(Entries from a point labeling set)
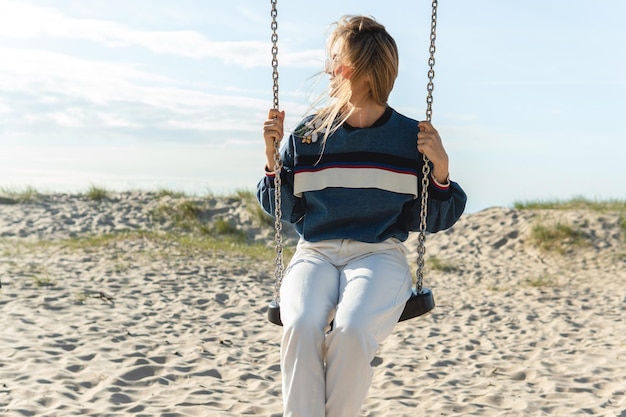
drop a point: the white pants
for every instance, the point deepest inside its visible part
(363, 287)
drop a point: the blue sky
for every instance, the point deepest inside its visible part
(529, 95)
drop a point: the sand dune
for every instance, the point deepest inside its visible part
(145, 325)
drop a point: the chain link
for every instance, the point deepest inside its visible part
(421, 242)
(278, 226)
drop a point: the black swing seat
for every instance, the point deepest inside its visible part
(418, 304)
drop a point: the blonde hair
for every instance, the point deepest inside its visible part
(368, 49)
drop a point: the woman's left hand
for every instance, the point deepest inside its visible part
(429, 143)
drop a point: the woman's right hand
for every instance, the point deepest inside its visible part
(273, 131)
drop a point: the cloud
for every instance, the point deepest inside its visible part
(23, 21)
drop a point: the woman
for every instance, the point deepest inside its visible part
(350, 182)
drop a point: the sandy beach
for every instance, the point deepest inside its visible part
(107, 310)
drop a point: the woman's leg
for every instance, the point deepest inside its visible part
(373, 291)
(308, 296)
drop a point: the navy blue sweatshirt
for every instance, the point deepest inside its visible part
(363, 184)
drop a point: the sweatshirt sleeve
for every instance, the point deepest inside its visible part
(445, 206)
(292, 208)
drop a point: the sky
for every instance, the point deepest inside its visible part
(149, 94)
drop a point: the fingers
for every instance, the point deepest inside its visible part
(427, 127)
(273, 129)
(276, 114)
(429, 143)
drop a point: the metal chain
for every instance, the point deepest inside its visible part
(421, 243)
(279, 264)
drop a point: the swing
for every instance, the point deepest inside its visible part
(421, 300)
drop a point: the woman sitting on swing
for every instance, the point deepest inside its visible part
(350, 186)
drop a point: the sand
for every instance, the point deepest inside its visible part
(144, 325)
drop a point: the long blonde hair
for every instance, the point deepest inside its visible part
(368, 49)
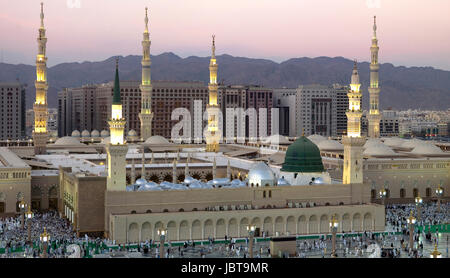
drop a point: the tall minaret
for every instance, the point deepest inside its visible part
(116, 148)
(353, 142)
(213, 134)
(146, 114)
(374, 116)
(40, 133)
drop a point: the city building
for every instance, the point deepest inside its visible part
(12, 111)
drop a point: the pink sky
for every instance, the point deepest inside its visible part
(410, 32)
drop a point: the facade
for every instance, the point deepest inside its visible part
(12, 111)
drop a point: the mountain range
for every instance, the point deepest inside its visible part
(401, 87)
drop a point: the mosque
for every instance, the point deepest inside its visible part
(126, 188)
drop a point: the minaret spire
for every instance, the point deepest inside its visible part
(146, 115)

◆ **Directive**
Render every line of the entries above as a Markdown table with the columns "Row" and "Line", numbering the rows and skipping any blank lines. Leave the pictures out of your answer.

◆ **Reply to the exercise**
| Row | Line |
|---|---|
| 1 | drop a point: the white pants |
| 2 | for every instance, the point deepest inside its visible part |
| 3 | (363, 287) |
| 4 | drop a point: the blue sky |
| 5 | for every instance, the point deepest inside its visible part |
| 6 | (529, 95) |
| 7 | drop a point: the sand dune |
| 8 | for every instance, the point deepest inside its visible part |
| 9 | (145, 325) |
| 10 | drop a point: the chain link |
| 11 | for every instance, the point deepest inside its visible part |
| 12 | (421, 242) |
| 13 | (278, 226) |
| 14 | drop a point: the black swing seat |
| 15 | for every instance, the point deepest inside its visible part |
| 16 | (418, 304) |
| 17 | drop a point: the blonde hair |
| 18 | for every instance, the point deepest inside its visible part |
| 19 | (368, 49) |
| 20 | drop a point: the woman's left hand |
| 21 | for every instance, the point deepest inside its visible part |
| 22 | (429, 143) |
| 23 | drop a point: the woman's right hand |
| 24 | for every instance, the point deepest inside its visible part |
| 25 | (273, 131) |
| 26 | drop a point: the cloud |
| 27 | for every instance, the point deepest inside its visible part |
| 28 | (23, 21) |
| 29 | drop a point: the woman |
| 30 | for every instance, the point deepest inside its visible part |
| 31 | (350, 182) |
| 32 | drop a point: the sandy beach |
| 33 | for every instance, the point deepest inside its visible part |
| 34 | (107, 310) |
| 35 | drop a point: the woman's leg |
| 36 | for every instance, the point deepest inside its visible part |
| 37 | (373, 291) |
| 38 | (308, 296) |
| 39 | drop a point: the navy blue sweatshirt |
| 40 | for every instance, the point deepest inside its visible part |
| 41 | (363, 184) |
| 42 | drop a point: the sweatshirt sleeve |
| 43 | for every instance, the point deepest inside its visible part |
| 44 | (445, 206) |
| 45 | (292, 208) |
| 46 | drop a point: the sky |
| 47 | for every instance, the point deepest inside its visible part |
| 48 | (149, 94) |
| 49 | drop a point: the fingers |
| 50 | for every instance, the point deepest inside its visible part |
| 51 | (427, 127) |
| 52 | (273, 129) |
| 53 | (276, 114) |
| 54 | (429, 143) |
| 55 | drop a point: the metal chain |
| 56 | for every instance, the point deepest inside its visible part |
| 57 | (421, 243) |
| 58 | (279, 264) |
| 59 | drop a point: the swing |
| 60 | for every instance, the point deepest inside its visible part |
| 61 | (421, 300) |
| 62 | drop a point: the woman sitting on swing |
| 63 | for every instance, the point deepest inside its visible part |
| 64 | (350, 186) |
| 65 | drop a point: the sand |
| 66 | for every instance, the point deepest inside its visible part |
| 67 | (144, 325) |
| 68 | drop a point: the long blonde hair |
| 69 | for every instance, the point deepest inside its visible part |
| 70 | (368, 49) |
| 71 | drop a point: the tall minaret |
| 72 | for every instance, the point deepest inside its visible part |
| 73 | (116, 148) |
| 74 | (353, 142) |
| 75 | (213, 134) |
| 76 | (146, 114) |
| 77 | (374, 116) |
| 78 | (40, 133) |
| 79 | drop a point: the city building |
| 80 | for every instance, the point deepest inside its visible part |
| 81 | (12, 111) |
| 82 | drop a point: the pink sky |
| 83 | for every instance, the point deepest inside its visible part |
| 84 | (410, 32) |
| 85 | drop a point: the facade |
| 86 | for every instance, the point deepest inside its visible part |
| 87 | (12, 111) |
| 88 | drop a point: the mountain range |
| 89 | for every instance, the point deepest inside its visible part |
| 90 | (401, 87) |
| 91 | drop a point: the mosque |
| 92 | for every instance, the point deepest inside its visible part |
| 93 | (126, 188) |
| 94 | drop a point: the minaret spire |
| 95 | for every instance, the point deepest inside its visible part |
| 96 | (146, 115) |